● Records of labeled boxes
########

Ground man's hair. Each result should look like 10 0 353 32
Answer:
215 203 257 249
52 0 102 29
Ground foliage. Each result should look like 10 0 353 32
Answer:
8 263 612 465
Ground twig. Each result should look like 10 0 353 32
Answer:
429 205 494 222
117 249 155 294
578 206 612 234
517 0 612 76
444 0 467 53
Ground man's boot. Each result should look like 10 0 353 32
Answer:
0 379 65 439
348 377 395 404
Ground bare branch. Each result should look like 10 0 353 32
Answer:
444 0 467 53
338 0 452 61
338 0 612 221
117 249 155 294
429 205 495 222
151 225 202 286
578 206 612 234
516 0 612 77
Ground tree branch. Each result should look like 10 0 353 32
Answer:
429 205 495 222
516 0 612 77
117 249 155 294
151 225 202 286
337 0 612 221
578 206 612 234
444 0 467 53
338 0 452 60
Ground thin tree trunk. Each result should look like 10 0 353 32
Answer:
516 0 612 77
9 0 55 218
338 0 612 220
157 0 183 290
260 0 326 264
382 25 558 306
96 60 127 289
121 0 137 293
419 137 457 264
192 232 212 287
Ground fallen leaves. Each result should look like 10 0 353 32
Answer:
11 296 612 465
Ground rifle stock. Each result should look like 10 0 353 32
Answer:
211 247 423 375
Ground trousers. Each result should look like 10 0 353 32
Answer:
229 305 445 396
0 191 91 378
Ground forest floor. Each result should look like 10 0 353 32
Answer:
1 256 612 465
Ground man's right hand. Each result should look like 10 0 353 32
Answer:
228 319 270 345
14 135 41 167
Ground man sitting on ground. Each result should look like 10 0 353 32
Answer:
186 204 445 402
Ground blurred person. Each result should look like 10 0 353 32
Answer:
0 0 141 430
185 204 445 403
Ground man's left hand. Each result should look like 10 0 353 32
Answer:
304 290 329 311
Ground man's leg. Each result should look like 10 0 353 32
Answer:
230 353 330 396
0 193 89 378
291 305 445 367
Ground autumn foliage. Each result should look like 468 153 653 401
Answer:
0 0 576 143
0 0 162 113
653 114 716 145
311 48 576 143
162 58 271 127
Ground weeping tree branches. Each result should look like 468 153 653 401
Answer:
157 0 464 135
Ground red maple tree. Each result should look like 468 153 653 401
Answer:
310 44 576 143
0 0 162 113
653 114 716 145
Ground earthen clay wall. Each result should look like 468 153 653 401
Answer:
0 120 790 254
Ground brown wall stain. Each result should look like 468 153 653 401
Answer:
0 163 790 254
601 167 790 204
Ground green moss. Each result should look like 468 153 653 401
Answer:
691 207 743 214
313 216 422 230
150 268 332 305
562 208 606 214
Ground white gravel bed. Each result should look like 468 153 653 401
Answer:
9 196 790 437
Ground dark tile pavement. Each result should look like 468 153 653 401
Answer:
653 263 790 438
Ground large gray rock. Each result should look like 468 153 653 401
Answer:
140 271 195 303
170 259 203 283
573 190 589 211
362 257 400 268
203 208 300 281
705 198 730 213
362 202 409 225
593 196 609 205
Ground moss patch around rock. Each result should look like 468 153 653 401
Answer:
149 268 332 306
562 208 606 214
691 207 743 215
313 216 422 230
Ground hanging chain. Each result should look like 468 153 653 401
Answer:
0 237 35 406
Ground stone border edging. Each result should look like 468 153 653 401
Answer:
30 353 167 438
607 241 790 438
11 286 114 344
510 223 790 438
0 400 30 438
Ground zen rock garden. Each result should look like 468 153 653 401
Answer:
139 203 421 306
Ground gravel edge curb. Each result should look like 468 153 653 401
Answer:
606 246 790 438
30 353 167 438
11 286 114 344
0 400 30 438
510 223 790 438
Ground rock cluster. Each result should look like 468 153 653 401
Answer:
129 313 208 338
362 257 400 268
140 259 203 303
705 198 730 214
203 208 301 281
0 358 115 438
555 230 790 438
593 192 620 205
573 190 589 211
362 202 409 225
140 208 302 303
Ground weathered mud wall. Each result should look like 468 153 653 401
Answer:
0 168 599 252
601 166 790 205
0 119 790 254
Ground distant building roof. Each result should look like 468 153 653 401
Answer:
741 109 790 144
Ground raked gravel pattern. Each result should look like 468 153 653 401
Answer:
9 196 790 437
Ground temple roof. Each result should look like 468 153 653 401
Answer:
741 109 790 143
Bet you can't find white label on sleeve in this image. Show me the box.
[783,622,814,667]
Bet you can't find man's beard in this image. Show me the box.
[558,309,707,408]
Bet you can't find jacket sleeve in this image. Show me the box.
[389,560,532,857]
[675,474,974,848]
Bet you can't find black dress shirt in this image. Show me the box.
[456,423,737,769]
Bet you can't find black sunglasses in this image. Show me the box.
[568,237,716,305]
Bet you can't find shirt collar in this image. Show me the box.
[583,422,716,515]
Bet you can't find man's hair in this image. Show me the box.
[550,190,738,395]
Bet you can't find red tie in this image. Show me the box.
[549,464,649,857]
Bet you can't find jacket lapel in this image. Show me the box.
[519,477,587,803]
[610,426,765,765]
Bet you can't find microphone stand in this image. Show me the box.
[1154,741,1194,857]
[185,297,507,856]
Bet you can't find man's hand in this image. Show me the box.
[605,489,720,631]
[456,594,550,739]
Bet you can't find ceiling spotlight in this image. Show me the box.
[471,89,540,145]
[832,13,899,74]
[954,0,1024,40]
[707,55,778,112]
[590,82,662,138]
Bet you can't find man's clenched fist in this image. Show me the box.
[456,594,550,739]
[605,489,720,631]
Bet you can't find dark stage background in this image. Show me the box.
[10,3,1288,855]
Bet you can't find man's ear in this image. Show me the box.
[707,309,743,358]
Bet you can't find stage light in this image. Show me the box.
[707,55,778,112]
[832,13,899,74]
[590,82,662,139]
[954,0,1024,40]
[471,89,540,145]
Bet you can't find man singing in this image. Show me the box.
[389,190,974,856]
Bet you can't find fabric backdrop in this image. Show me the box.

########

● WHAT THE TASK REQUIRES
Edit the material above by changing every instance of "Each result should look like" to "Each box should look like" and keeping all else the same.

● THE COMPLETED TASK
Ground man's hair. Each box should look like 10 0 353 32
Answer:
215 203 257 249
52 0 102 29
Ground foliage. Each box should look like 10 0 353 32
Answer:
8 263 612 465
Ground twig. Each box should look like 10 0 353 32
Answer:
429 205 494 222
117 249 155 294
578 206 612 234
517 0 612 76
444 0 467 53
Ground man's boot. Each box should look like 10 0 353 32
Answer:
0 379 65 439
348 377 395 404
Ground bare branch. Each box should look like 10 0 353 32
Answer:
444 0 467 53
338 0 452 61
338 0 612 221
117 249 155 294
429 205 495 222
151 225 202 286
578 206 612 234
516 0 612 77
Ground tree branch. Each box should look like 10 0 353 32
Answer:
429 205 495 222
516 0 612 77
117 249 155 294
151 225 202 286
337 0 612 221
578 206 612 234
444 0 467 53
338 0 452 60
Ground thin tree trunk. Each box should look like 10 0 353 32
Answer:
516 0 612 77
9 0 55 218
338 0 612 220
157 0 183 290
260 0 326 264
382 25 558 306
96 60 127 289
121 0 137 293
419 137 457 264
192 232 212 287
Ground fallen leaves. Each box should look like 10 0 353 32
Answer:
11 296 612 465
Ground rifle stock. Each box should look like 10 0 353 32
Answer:
211 247 423 375
Ground trousers. Each box should look like 10 0 353 32
Answer:
229 305 445 396
0 191 91 378
Ground forest floor. Each box should look like 10 0 353 32
Answer:
1 256 612 465
Ground man's right hand. Each box should look like 10 0 353 32
Answer:
228 319 270 345
14 135 41 167
Ground man sitting on ground. Each box should look like 10 0 353 32
Answer:
186 204 445 402
Ground blurred person. Each box should look like 10 0 353 32
Answer:
0 0 141 430
185 204 445 403
Ground man's left hand. Each box should look like 10 0 353 32
Answer:
304 290 329 311
Ground man's leg. Each box should look like 10 0 353 32
Answer:
230 353 330 396
0 193 89 378
291 305 445 367
Ground autumn foliage. Each box should look like 468 153 653 401
Answer:
0 0 576 143
0 0 162 113
653 114 716 145
311 48 576 143
162 58 271 127
Ground weeping tree branches. Each box should look like 468 153 653 401
Answer:
157 0 464 135
Ground red maple tree. Each box should look like 468 153 653 401
Answer:
310 44 576 143
0 0 162 113
653 114 716 145
Ground earthen clay wall. Each box should look like 468 153 653 401
Answer:
0 120 790 254
Ground brown wall stain. Each box should look like 468 153 653 401
Answer:
0 163 790 254
601 167 790 204
Ground green moss. Each box should look like 468 153 653 401
Answer:
691 207 743 214
313 216 422 230
150 268 332 305
562 208 606 214
Ground white gravel bed. Each box should look like 468 153 653 401
Answer:
9 196 790 437
Ground dark tile pavement. Each box should look like 468 153 653 401
Answer:
653 263 790 438
Ground large gray rock. Each box should look like 468 153 653 401
Answer:
140 271 195 303
170 259 203 283
573 190 589 211
362 257 400 268
203 208 300 281
705 198 730 213
362 202 409 225
593 196 609 205
Ground moss patch around rock. Each box should look like 468 153 653 401
Answer:
149 268 332 306
562 208 606 214
691 207 743 215
313 216 422 230
Ground hanging chain. Each box should look like 468 153 653 401
Answer:
0 237 35 406
Ground stone border edging. Each box should look like 468 153 653 401
Answer:
30 353 167 438
607 241 790 438
11 286 114 344
510 223 790 438
0 400 30 438
Ground zen rock garden. Each box should look like 468 153 653 401
Answer:
139 203 421 306
Ground gravel edge curb. Each box should look like 468 153 653 401
Answer:
606 246 790 438
30 353 167 438
11 286 114 344
0 400 30 438
510 223 790 438
Ground rock cluster. Each box should look like 468 153 653 401
Answer:
129 313 208 338
362 257 400 268
140 259 203 303
705 198 730 214
203 208 301 281
0 358 115 438
555 230 790 438
593 192 620 205
573 190 589 211
362 202 409 225
140 208 302 303
Ground weathered mud wall. Each box should look like 468 153 653 401
Answer:
0 168 599 252
601 166 790 205
0 119 790 254
Ground distant building roof. Each box should look like 468 153 653 401
Answer:
741 109 790 144
Ground raked gravel pattern. Each box should look like 468 153 653 401
Answer:
9 196 790 437
Ground temple roof. Each box should look like 468 153 653 401
Answer:
741 109 790 143
Bet you can't find white label on sleeve in this image. Show me the box.
[783,622,814,667]
Bet you can't find man's beard in this image. Show me the box.
[558,309,707,408]
Bet you can't find jacket sleeve in this image. Show me the box.
[389,560,532,857]
[675,474,974,848]
Bet you can't find black dress shirt in this image. Show me the box.
[456,423,737,769]
Bet you can't find black sunglasses in this image. Show me the box.
[568,237,716,305]
Bet you can't find shirt collar in this image. Show me the box.
[583,422,716,515]
Bet you can't find man's hair in this image. Show me the box.
[550,190,738,395]
Bet you can't find red tie in this image. Show me the box.
[549,464,649,857]
Bet you can't find jacket lapel in this image. Show me the box.
[519,477,587,803]
[610,426,765,765]
Bet you can't find microphone stand in this image. Show me the box.
[1154,741,1194,857]
[185,297,507,856]
Bet you can't find man's hand in this image. Show me the box.
[605,489,720,631]
[456,594,550,739]
Bet you can't find ceiling spotlight in this image. Show me the box.
[471,89,540,145]
[832,13,899,74]
[954,0,1024,40]
[707,55,778,112]
[590,82,662,138]
Bet you can't find man's clenched fist in this image. Show me the box.
[456,594,550,739]
[605,489,720,631]
Bet you can't find dark stage background in this image. Show me the box.
[10,3,1288,855]
Bet you can't find man's ear in this image. Show me the box.
[707,309,743,358]
Bet you can't find stage light in this image. Show me the box.
[707,55,778,112]
[832,13,899,74]
[590,82,662,139]
[954,0,1024,40]
[471,89,540,145]
Bet you can't find man singing in this image. Show me the box.
[389,190,974,856]
Bet you can't find fabric backdrop in this image. Show me the box.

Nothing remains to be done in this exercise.